**INSTRUCTION 1:**
In the post on factorials and binomial coefficients, which function does the code import from math to compute the product of a range?

Damiaan is exactly right, you can have a look at the math implementation in CPython and see how C(n, k) is computed, but don't expect to top that.
1

Factorial

Recursion is great in some languages, but absolutely sucks in python. Do not use recursion in python unless you have a very good reason to.

For your factorial function, I suggest using a simple loop:

def factorial(n):
    result = 1
    for k in range(2,n+1):
        result *= k
    return result

Or you can use the prod function to compute the product of the range directly:

from math import prod

def factorial(n):
    return prod(range(2, n+1))

Or you can use the existing factorial function directly:

from math import factorial

Binomial coefficient

Mathematicians like to "compress" the formula of the binomial coefficient as (n choose k) = factorial(n) / (factorial(k) * factorial(n-k)), but this formula is inefficient for no good reason if used directly. Remember that all the factors in factorial(n-k) cancel out with the lower factors from factorial(n). So, there is no need to compute the product of these factors at all.

**INSTRUCTION 2:**
In the records, rewrite everything from the line containing "Q: For every instance of the shrub" down to the line containing "[(8, 288), (685, 314)]", putting "hedge" in place of "shrub" and leaving all else as it stands.

**THE RECORDS:**
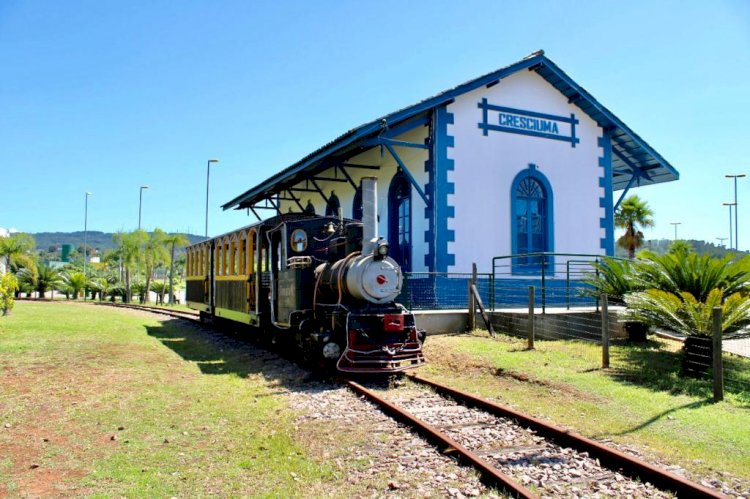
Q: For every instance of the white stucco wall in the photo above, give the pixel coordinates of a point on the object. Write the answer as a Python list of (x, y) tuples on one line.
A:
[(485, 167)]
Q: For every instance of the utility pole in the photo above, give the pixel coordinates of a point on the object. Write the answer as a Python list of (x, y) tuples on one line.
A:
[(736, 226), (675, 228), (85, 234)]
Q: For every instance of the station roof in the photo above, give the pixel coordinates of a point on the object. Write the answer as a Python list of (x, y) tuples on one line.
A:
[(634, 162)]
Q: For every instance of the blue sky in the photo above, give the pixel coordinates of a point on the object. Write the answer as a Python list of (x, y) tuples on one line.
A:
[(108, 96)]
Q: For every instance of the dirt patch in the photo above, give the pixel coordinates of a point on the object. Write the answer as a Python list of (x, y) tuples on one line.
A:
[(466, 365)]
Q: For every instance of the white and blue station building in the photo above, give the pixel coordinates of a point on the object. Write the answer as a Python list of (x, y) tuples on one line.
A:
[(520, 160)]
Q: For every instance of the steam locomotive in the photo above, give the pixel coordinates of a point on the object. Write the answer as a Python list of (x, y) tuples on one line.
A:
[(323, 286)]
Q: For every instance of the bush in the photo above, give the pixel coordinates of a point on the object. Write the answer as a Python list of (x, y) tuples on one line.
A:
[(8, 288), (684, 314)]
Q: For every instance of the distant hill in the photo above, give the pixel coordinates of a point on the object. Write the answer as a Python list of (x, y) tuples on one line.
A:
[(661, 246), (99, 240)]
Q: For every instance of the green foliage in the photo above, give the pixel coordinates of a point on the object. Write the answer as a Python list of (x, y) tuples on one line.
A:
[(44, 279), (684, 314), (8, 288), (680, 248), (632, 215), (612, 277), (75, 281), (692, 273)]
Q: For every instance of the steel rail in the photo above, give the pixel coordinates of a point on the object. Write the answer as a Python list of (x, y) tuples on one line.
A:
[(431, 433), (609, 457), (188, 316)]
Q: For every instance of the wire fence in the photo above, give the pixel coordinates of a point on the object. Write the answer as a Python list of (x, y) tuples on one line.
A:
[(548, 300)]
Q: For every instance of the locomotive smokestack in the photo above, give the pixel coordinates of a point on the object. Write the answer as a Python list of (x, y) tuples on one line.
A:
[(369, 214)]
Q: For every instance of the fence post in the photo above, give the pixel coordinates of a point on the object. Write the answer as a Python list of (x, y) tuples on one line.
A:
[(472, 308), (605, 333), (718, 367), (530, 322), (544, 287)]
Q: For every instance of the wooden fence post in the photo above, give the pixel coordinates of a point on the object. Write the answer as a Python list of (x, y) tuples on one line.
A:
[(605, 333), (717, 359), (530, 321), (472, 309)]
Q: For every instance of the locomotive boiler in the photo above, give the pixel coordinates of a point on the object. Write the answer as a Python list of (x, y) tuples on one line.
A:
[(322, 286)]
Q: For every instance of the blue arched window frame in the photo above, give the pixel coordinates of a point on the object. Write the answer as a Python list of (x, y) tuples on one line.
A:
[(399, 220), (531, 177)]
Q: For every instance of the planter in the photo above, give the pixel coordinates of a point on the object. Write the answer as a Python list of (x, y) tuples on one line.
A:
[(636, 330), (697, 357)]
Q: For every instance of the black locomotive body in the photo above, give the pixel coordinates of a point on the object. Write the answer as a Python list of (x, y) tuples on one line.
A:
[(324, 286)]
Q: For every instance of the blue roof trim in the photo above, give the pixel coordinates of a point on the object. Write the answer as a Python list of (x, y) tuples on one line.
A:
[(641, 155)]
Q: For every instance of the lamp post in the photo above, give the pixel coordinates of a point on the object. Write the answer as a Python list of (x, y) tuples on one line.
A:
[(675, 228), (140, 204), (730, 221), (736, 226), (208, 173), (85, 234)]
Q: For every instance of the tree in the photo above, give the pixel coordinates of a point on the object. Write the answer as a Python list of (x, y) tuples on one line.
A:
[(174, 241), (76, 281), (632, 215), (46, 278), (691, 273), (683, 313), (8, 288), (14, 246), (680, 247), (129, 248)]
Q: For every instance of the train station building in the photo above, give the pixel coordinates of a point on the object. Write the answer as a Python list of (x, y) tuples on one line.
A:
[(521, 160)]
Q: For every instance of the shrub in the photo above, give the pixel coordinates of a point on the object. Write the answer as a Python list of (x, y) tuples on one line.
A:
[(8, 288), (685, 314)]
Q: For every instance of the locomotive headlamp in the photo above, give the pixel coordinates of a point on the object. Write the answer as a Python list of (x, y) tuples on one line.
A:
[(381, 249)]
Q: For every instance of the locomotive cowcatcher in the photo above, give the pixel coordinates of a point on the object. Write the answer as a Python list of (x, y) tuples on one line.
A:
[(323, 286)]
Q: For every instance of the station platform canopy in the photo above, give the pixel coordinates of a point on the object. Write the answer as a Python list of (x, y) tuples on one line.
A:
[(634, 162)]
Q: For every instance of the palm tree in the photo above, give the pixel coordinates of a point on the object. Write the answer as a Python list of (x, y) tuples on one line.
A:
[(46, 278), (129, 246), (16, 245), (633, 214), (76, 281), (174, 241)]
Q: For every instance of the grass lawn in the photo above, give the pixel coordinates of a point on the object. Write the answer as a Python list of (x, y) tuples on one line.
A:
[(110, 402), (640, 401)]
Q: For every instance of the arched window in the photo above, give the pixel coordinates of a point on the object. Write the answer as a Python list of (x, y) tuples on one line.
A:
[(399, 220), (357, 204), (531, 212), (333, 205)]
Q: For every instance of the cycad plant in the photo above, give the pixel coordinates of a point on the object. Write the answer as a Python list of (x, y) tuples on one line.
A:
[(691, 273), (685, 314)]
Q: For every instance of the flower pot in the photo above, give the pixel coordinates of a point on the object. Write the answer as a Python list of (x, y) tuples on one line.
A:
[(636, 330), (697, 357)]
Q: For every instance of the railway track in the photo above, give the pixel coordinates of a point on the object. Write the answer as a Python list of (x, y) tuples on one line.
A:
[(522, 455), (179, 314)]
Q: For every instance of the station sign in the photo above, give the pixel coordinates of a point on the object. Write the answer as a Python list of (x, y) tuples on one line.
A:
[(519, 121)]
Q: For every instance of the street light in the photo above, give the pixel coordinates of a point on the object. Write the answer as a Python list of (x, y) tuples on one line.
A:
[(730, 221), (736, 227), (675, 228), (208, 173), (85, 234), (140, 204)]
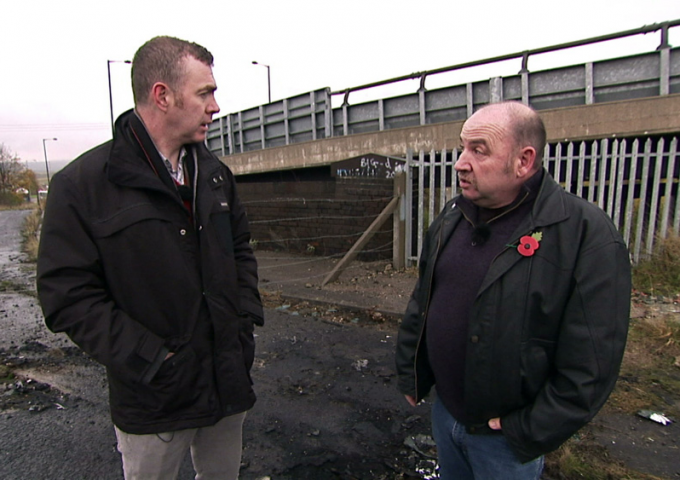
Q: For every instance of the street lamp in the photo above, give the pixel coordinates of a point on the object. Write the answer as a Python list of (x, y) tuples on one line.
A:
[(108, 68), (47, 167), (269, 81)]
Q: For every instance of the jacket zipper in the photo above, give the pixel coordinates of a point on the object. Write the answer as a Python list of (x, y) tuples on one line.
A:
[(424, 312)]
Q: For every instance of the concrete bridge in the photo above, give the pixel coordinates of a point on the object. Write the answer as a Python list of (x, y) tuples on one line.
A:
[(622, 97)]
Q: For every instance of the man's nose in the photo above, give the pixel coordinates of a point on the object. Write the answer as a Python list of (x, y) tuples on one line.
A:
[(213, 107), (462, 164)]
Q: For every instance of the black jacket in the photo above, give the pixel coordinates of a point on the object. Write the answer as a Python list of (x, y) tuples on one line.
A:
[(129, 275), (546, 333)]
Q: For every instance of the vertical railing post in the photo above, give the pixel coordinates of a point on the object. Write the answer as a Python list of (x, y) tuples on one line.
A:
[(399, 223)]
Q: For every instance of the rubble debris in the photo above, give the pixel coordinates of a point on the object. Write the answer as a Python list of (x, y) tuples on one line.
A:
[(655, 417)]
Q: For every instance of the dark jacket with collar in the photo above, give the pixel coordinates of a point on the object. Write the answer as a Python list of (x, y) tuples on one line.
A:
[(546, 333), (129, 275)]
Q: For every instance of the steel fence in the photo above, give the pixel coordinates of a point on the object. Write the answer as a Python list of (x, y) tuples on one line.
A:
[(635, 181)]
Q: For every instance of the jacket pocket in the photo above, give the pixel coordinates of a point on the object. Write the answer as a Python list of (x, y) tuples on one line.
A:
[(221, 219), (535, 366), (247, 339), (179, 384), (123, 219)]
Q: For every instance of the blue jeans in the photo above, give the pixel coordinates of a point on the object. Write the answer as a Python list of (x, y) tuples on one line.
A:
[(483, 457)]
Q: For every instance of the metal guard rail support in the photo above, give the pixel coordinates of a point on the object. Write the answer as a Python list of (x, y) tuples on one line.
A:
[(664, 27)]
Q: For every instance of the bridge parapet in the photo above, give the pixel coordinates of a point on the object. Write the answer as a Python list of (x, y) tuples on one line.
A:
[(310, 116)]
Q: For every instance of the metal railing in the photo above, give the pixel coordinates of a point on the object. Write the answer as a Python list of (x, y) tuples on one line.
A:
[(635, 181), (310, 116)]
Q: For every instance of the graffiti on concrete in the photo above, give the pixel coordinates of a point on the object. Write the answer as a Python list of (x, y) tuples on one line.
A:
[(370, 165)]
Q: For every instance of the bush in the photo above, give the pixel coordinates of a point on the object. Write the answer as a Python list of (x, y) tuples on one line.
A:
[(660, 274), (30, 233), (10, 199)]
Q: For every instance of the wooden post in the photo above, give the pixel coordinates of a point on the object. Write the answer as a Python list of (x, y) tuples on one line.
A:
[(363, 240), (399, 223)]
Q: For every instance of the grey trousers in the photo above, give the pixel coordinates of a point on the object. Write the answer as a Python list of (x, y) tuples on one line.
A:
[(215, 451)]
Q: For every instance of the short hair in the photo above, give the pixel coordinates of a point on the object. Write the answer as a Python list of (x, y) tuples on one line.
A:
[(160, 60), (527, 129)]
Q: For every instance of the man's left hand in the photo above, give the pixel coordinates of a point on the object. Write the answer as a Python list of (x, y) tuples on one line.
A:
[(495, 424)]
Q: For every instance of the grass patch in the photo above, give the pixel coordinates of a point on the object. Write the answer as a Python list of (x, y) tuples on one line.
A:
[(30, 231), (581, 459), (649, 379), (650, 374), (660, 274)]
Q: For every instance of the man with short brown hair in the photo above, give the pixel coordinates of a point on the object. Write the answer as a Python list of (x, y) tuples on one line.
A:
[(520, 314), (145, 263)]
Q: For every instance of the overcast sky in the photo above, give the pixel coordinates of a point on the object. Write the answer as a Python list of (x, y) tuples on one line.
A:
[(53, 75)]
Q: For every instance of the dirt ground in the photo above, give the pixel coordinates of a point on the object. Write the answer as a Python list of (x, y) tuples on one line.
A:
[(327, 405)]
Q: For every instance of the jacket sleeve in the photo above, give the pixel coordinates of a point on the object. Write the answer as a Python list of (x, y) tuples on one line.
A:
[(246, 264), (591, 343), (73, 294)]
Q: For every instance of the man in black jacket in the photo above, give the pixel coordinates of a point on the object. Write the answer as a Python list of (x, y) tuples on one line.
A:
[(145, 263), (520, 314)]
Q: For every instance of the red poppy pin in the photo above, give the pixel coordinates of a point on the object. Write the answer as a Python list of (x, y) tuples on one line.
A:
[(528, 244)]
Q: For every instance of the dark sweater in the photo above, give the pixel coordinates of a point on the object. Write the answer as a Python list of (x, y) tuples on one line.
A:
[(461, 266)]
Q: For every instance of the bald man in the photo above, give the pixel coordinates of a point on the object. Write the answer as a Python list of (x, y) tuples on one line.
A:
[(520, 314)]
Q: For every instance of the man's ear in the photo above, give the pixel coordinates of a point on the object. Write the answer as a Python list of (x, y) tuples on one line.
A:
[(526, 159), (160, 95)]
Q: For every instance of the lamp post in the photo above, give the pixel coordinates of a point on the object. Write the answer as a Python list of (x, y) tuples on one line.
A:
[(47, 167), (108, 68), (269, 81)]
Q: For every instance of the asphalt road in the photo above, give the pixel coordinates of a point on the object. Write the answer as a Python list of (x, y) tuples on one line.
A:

**ANSWER 1:**
It imports prod.

**ANSWER 2:**
Q: For every instance of the hedge in the photo above, give the pixel coordinates of a point on the object. Write the answer as a Python list of (x, y) tuples on one line.
A:
[(8, 288), (685, 314)]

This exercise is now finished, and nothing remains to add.